**Task objective:**
Copy out all lines from the entries below in which "eyebrow" occurs.

[Dataset entries]
━━━

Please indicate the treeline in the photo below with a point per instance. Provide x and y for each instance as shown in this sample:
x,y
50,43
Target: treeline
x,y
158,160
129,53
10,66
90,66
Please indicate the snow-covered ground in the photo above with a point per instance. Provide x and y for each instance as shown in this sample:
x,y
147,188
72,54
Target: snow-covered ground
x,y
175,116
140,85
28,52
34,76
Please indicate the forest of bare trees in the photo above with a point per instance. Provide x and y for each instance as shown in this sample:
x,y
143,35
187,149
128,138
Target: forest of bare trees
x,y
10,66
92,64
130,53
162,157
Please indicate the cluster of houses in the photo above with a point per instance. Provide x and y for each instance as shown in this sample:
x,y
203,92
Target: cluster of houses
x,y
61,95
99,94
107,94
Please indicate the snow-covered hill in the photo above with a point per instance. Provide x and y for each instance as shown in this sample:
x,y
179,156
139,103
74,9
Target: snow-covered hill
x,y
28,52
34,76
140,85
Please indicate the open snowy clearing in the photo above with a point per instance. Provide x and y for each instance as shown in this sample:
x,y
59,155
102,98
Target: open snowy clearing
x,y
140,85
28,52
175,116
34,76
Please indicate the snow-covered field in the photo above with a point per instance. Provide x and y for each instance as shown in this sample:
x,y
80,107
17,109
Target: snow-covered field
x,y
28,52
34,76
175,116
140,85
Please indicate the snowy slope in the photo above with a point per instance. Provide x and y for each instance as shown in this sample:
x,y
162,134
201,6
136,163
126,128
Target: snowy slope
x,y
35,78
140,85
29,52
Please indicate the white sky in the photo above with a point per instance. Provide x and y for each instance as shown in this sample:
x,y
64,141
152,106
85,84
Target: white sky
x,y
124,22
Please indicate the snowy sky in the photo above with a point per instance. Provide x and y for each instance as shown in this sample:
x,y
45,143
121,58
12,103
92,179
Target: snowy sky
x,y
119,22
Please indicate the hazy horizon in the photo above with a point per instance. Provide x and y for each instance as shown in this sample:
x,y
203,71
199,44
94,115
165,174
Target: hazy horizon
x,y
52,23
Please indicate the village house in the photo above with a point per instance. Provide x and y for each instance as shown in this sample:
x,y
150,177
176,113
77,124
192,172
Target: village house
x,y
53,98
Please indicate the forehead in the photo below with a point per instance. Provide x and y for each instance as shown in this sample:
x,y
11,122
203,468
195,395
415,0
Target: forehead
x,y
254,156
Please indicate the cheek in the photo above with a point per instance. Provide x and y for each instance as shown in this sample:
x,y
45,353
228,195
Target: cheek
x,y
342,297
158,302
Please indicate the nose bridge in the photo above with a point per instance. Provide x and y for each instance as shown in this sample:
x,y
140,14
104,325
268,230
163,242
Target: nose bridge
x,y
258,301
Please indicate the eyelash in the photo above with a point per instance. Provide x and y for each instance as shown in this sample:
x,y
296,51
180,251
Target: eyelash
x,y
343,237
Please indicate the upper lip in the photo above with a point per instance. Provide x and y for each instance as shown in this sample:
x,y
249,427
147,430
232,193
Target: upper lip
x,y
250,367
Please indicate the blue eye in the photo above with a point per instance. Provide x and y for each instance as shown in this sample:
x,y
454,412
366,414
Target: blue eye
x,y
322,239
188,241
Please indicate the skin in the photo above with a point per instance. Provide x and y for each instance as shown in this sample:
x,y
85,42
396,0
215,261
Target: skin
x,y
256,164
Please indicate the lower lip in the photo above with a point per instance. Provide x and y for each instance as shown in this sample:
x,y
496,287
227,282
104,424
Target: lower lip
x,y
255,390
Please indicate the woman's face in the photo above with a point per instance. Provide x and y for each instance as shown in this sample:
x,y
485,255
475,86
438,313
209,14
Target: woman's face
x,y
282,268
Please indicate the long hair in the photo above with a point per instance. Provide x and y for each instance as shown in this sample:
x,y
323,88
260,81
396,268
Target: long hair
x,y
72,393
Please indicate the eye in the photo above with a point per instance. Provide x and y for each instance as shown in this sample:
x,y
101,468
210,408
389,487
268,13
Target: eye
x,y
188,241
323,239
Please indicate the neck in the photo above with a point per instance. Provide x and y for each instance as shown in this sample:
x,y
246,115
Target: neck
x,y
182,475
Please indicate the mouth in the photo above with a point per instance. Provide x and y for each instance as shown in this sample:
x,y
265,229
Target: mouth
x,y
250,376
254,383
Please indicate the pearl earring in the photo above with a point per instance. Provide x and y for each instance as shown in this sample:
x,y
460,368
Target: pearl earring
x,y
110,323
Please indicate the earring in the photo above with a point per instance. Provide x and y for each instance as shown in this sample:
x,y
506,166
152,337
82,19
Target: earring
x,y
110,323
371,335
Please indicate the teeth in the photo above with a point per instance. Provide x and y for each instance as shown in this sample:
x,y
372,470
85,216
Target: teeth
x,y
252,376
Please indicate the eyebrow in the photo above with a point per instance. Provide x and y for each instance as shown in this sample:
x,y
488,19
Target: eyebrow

━━━

**Your solution:**
Please indicate the eyebrow in the photo above with a point per instance. Provide x and y for each instance as shown in this sample:
Target: eyebrow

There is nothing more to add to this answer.